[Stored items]

########

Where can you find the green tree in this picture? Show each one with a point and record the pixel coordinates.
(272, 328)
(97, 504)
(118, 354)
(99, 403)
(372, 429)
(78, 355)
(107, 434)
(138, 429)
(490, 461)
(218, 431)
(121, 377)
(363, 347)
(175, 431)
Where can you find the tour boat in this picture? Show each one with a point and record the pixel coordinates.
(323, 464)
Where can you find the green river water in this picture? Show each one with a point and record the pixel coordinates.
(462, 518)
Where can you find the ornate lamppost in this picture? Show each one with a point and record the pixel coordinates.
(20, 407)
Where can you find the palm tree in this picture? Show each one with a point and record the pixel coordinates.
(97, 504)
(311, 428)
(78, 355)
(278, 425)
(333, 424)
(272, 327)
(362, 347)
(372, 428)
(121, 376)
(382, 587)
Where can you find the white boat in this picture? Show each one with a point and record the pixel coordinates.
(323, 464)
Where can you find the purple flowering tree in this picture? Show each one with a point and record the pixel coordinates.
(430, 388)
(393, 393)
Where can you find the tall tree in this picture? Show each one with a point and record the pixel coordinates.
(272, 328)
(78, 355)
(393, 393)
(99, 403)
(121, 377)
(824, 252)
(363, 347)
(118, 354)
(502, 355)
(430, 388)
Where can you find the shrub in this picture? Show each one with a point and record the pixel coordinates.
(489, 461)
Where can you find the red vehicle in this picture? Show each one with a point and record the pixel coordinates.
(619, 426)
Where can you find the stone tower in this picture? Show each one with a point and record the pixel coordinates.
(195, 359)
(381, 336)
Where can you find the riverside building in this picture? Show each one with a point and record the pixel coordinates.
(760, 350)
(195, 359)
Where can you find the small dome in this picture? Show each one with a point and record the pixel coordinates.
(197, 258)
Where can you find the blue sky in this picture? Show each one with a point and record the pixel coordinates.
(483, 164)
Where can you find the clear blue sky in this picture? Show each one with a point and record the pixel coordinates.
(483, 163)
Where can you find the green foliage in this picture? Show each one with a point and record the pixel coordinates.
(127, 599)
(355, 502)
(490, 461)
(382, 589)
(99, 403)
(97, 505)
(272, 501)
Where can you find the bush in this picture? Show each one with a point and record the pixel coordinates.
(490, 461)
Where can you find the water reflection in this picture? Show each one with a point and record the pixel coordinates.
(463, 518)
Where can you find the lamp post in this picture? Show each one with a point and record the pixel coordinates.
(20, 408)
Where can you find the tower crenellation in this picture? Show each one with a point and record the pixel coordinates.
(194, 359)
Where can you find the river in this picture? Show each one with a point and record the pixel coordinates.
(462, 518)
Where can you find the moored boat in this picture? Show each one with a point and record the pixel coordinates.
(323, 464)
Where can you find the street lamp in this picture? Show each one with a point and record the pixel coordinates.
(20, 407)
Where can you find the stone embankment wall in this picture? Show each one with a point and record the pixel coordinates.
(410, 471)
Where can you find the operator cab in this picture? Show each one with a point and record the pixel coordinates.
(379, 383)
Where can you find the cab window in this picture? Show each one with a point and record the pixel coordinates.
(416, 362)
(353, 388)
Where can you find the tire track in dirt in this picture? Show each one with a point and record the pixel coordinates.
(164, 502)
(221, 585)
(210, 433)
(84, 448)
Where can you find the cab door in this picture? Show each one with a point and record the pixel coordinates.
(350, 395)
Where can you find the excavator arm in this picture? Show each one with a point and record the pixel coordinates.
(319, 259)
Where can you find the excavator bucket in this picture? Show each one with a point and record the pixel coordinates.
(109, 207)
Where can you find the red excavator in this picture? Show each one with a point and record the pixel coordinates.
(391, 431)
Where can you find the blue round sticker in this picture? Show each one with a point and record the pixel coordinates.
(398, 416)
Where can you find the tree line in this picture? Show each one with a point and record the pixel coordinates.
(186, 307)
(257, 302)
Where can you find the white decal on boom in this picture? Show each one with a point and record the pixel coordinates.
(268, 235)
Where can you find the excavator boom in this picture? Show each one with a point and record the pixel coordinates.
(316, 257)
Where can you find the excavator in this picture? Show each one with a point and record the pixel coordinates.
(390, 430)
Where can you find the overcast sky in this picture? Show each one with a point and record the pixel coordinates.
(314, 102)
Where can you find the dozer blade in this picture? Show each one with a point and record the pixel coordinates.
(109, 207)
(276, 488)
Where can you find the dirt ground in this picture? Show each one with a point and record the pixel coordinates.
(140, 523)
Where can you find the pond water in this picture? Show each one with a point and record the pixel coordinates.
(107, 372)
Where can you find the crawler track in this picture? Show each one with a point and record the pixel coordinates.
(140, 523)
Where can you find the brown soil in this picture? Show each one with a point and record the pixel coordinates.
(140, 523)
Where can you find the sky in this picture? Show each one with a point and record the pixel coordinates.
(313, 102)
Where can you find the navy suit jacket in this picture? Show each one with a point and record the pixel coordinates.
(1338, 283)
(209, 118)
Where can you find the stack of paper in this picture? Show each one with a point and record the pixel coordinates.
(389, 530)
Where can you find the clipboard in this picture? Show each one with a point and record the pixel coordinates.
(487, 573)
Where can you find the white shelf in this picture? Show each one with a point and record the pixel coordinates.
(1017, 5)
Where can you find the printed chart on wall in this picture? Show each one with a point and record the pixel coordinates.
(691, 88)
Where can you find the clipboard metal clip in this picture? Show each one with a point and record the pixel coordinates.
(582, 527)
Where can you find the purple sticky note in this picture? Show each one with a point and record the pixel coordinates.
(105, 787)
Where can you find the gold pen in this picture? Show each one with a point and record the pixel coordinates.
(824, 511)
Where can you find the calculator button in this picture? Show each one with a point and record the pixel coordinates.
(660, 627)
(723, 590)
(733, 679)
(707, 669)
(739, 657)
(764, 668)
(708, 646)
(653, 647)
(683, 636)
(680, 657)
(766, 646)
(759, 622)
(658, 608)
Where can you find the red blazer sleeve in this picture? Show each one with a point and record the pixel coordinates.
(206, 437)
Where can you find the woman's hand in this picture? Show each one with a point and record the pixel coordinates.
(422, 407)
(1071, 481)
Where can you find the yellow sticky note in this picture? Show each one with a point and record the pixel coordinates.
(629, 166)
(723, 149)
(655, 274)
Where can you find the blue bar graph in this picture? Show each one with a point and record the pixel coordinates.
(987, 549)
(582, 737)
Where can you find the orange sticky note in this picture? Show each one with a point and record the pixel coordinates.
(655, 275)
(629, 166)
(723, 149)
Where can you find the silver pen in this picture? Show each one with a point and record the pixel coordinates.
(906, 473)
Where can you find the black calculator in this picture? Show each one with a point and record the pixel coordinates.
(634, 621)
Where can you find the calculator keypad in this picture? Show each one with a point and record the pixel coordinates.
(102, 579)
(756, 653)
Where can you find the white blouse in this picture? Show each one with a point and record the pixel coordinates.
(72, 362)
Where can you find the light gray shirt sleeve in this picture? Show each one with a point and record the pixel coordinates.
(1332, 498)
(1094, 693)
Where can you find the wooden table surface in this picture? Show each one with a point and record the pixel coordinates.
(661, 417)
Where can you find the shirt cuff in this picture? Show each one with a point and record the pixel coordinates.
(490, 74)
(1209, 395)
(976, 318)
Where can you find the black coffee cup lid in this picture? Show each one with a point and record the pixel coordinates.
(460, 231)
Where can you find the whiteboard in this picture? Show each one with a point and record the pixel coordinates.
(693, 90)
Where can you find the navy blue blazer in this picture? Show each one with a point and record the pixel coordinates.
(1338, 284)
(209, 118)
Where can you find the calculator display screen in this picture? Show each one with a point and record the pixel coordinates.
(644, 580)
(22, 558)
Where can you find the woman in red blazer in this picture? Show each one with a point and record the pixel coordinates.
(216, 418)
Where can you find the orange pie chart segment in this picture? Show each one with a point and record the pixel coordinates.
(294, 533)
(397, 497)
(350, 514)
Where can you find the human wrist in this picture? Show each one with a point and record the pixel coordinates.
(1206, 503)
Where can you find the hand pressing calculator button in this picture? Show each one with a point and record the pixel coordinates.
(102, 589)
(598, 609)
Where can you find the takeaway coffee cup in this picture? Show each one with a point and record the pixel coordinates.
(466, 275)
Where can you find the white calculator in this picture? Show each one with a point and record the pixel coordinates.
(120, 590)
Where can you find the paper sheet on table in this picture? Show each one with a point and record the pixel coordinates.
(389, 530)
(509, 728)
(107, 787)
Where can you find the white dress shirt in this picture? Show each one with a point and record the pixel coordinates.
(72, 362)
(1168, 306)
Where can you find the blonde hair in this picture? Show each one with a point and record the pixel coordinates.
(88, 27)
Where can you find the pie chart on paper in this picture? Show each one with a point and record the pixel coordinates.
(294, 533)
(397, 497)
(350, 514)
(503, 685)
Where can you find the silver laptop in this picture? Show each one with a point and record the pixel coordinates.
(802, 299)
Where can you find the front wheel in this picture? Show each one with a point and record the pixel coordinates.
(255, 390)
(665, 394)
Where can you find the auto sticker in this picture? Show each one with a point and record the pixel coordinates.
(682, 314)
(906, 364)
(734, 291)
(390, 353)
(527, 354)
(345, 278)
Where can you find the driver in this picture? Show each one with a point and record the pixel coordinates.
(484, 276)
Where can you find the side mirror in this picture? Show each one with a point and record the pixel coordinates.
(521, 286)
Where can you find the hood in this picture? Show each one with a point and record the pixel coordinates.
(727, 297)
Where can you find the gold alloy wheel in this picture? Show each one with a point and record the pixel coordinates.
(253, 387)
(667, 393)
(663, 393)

########

Repeat only what runs from the line holding "Where can you find the driver" to the end of the data, keeping every line exactly as written, first and last included.

Full solution.
Where can you find the driver in this picture? Show each one with a point and record the pixel coordinates.
(484, 276)
Where can you find the side mirror in this picture? Show each one with a point and record the pixel coordinates.
(521, 286)
Where can you find the hood in this picture? Show each one with a point and record the pixel coordinates.
(727, 297)
Where can you find the gold alloy wheel in this picture? Show each one with a point and record the pixel coordinates.
(253, 387)
(667, 393)
(663, 393)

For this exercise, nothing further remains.